- _文本段落_:
文本分類（一）：使用Pytorch進行文本分類——BiLSTM+Attention

本文轉載自查看原文 2021-08-09 12:27 143 文本分類

一、架構圖

二、代碼

class TextBILSTM(nn.Module):
    
    def __init__(self,
                 config:TRNNConfig,
                 char_size = 5000,
                 pinyin_size = 5000):
        super(TextBILSTM, self).__init__()
        self.num_classes = config.num_classes
        self.learning_rate = config.learning_rate
        self.keep_dropout = config.keep_dropout
        self.char_embedding_size = config.char_embedding_size
        self.pinyin_embedding_size = config.pinyin_embedding_size
        self.l2_reg_lambda = config.l2_reg_lambda
        self.hidden_dims = config.hidden_dims
        self.char_size = char_size
        self.pinyin_size = pinyin_size
        self.rnn_layers = config.rnn_layers

        self.build_model()


    def build_model(self):
        # 初始化字向量
        self.char_embeddings = nn.Embedding(self.char_size, self.char_embedding_size)
        # 字向量參與更新
        self.char_embeddings.weight.requires_grad = True
        # 初始化拼音向量
        self.pinyin_embeddings = nn.Embedding(self.pinyin_size, self.pinyin_embedding_size)
        self.pinyin_embeddings.weight.requires_grad = True
        # attention layer
        self.attention_layer = nn.Sequential(
            nn.Linear(self.hidden_dims, self.hidden_dims),
            nn.ReLU(inplace=True)
        )
        # self.attention_weights = self.attention_weights.view(self.hidden_dims, 1)

        # 雙層lstm
        self.lstm_net = nn.LSTM(self.char_embedding_size, self.hidden_dims,
                                num_layers=self.rnn_layers, dropout=self.keep_dropout,
                                bidirectional=True)
        # FC層
        # self.fc_out = nn.Linear(self.hidden_dims, self.num_classes)
        self.fc_out = nn.Sequential(
            nn.Dropout(self.keep_dropout),
            nn.Linear(self.hidden_dims, self.hidden_dims),
            nn.ReLU(inplace=True),
            nn.Dropout(self.keep_dropout),
            nn.Linear(self.hidden_dims, self.num_classes)

- _記錄資料_:
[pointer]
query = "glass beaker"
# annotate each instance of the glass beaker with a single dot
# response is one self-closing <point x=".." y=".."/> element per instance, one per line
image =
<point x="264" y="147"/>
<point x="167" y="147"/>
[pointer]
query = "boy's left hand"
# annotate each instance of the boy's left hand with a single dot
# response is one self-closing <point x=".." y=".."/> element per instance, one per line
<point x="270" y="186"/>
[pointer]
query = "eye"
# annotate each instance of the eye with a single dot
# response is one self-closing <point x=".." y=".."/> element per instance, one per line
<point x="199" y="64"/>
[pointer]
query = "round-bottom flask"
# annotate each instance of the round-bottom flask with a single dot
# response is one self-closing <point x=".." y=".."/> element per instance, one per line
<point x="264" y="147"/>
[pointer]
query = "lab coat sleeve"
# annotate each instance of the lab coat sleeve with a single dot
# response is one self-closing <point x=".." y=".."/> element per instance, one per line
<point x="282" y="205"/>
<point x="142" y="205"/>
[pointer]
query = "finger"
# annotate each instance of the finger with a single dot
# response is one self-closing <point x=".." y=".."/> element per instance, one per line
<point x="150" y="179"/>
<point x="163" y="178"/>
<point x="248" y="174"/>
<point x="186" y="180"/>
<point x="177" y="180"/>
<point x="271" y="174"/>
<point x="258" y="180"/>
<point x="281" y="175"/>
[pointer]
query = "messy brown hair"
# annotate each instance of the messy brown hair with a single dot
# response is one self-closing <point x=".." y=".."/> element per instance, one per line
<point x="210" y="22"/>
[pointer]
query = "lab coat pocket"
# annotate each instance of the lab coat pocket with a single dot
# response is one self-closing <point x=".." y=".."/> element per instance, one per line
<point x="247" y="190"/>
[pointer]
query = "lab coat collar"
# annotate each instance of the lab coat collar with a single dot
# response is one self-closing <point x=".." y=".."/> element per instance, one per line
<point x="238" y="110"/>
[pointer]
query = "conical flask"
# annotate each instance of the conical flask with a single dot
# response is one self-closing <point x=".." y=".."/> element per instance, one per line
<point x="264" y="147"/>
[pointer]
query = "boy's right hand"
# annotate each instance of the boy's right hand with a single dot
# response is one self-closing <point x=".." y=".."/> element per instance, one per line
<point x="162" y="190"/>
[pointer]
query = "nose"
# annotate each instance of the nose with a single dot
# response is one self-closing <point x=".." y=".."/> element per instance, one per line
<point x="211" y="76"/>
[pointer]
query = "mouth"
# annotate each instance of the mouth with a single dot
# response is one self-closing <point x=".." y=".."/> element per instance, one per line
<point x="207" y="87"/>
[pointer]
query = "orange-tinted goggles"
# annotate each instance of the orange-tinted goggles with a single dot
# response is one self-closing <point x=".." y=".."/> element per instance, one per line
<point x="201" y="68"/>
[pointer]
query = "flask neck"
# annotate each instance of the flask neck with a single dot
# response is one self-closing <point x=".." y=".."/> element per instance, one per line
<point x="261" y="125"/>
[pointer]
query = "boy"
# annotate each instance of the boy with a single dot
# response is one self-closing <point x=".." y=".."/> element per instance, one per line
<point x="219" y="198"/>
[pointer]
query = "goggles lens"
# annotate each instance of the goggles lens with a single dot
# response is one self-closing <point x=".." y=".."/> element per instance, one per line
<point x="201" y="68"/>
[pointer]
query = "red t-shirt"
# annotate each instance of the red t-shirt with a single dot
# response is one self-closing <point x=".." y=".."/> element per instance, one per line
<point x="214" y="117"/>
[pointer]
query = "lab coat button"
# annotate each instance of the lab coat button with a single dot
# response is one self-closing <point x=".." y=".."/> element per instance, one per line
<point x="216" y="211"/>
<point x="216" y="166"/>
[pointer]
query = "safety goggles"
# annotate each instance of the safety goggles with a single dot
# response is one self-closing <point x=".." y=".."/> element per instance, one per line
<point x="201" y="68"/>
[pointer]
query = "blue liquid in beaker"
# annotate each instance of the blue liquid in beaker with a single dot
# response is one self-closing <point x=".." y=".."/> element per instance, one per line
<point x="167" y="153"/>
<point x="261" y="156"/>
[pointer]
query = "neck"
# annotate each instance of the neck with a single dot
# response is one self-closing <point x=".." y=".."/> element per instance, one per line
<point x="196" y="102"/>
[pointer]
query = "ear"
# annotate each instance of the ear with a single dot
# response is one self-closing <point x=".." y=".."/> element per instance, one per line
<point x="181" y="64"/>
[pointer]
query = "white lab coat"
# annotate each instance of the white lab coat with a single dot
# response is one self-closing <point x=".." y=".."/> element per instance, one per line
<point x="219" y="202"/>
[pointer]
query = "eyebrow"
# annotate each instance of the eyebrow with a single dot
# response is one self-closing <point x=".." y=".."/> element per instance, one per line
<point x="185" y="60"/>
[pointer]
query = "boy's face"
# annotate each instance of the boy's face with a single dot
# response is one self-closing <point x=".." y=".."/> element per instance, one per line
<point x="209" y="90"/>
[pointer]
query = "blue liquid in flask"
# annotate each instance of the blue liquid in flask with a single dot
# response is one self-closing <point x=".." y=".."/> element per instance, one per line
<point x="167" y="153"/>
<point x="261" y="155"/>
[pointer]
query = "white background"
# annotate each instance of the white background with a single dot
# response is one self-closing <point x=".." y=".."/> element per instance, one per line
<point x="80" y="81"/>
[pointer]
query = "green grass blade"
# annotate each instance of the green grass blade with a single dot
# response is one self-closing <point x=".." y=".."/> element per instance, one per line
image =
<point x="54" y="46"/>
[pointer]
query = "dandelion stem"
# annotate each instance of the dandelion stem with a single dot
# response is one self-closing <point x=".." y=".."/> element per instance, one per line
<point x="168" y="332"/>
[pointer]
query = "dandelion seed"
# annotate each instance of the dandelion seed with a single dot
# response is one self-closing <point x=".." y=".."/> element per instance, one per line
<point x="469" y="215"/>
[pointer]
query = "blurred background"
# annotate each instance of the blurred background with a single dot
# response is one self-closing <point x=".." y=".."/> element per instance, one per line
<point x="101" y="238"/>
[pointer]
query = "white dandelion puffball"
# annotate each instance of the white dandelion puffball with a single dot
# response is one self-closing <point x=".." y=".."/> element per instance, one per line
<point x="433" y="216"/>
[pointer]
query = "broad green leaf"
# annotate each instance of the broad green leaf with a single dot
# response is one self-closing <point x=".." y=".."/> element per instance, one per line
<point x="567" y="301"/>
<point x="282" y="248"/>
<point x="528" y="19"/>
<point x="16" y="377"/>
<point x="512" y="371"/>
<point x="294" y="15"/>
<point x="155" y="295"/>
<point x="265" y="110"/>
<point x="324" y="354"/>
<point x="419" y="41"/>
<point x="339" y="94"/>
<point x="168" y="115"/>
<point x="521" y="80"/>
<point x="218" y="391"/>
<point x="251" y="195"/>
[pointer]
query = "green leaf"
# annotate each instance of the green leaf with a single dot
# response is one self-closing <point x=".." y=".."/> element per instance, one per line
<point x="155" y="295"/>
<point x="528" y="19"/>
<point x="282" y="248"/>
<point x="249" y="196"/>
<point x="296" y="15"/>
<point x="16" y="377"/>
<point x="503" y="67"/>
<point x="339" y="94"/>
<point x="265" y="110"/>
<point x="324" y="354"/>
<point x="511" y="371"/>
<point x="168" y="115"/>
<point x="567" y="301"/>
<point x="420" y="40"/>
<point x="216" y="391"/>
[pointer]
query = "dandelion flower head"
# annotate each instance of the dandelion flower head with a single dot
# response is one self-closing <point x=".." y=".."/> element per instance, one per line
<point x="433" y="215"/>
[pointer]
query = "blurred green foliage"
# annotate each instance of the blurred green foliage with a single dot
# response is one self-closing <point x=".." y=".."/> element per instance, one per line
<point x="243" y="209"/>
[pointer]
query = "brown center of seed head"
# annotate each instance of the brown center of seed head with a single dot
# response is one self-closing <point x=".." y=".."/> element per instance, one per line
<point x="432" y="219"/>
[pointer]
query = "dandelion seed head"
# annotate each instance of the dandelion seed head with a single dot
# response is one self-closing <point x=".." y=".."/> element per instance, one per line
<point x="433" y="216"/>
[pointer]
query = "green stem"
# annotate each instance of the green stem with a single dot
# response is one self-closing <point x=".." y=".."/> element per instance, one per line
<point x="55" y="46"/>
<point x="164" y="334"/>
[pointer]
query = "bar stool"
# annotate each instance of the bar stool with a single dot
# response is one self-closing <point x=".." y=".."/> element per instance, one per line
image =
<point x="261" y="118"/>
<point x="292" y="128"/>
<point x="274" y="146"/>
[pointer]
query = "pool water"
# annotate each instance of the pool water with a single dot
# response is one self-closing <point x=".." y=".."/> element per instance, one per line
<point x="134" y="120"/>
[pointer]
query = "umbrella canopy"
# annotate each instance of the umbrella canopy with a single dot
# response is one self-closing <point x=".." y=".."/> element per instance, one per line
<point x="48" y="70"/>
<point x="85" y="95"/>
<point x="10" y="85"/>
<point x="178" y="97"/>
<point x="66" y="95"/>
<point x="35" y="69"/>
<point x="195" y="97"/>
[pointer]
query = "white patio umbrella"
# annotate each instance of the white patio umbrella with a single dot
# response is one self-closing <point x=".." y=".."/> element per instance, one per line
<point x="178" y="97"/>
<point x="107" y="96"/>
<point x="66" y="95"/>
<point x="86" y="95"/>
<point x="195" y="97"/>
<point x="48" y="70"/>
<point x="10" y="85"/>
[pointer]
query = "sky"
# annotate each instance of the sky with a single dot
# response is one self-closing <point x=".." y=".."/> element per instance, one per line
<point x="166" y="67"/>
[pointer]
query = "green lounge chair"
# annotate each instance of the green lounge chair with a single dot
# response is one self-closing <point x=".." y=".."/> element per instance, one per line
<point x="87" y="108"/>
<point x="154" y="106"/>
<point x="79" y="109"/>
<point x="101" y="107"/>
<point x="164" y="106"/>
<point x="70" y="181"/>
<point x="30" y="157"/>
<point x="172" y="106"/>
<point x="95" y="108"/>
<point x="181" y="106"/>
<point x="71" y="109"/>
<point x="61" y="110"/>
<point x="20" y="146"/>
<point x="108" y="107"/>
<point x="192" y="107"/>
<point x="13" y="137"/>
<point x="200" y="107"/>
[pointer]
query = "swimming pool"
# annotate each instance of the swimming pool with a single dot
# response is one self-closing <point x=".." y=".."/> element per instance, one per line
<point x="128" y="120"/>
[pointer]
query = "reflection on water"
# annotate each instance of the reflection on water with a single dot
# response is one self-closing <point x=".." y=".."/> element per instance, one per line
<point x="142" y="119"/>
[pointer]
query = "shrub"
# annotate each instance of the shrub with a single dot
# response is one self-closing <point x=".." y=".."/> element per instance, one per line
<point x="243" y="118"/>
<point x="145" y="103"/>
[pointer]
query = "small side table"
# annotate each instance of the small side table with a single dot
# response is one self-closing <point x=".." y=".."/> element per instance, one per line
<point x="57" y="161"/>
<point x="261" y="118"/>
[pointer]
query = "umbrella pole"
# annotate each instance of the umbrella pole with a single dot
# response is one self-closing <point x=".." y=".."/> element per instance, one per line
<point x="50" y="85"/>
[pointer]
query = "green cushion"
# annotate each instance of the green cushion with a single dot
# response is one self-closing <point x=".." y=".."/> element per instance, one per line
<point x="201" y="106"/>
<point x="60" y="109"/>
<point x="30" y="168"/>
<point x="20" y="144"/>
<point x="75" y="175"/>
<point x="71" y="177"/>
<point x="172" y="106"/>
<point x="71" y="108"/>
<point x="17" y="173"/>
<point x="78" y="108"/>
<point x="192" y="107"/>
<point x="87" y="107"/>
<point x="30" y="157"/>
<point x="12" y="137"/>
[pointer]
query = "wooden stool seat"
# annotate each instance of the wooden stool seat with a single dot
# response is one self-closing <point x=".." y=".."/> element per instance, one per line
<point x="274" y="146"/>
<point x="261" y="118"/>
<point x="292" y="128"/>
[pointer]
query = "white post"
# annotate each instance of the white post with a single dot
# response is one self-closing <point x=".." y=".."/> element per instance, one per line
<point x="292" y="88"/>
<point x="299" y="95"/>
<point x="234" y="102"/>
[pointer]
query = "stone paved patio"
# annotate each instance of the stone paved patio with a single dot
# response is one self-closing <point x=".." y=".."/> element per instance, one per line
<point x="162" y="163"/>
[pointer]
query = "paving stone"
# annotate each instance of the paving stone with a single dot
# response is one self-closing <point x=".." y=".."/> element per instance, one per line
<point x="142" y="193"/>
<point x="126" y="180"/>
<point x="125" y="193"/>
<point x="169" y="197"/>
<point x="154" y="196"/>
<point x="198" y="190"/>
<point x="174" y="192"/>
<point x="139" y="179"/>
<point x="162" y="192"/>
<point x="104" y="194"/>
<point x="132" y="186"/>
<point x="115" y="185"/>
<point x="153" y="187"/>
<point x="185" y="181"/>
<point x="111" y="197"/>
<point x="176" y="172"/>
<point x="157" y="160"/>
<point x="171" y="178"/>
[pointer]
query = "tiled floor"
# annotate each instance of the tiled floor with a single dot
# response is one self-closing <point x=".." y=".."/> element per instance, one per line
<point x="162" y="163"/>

- _任務要求_:
請根據文本段落回答下列問題：
(a) `__init__` 中 `char_size` 的預設值是多少？
(b) 在 `self.attention_layer` 裡，`nn.Linear` 之後接的是哪個激活函數？
(c) 建立 `self.lstm_net` 時，`bidirectional` 參數設為什麼值？

- _任務答案_:
(a) 5000
(b) ReLU，即 `nn.ReLU(inplace=True)`
(c) True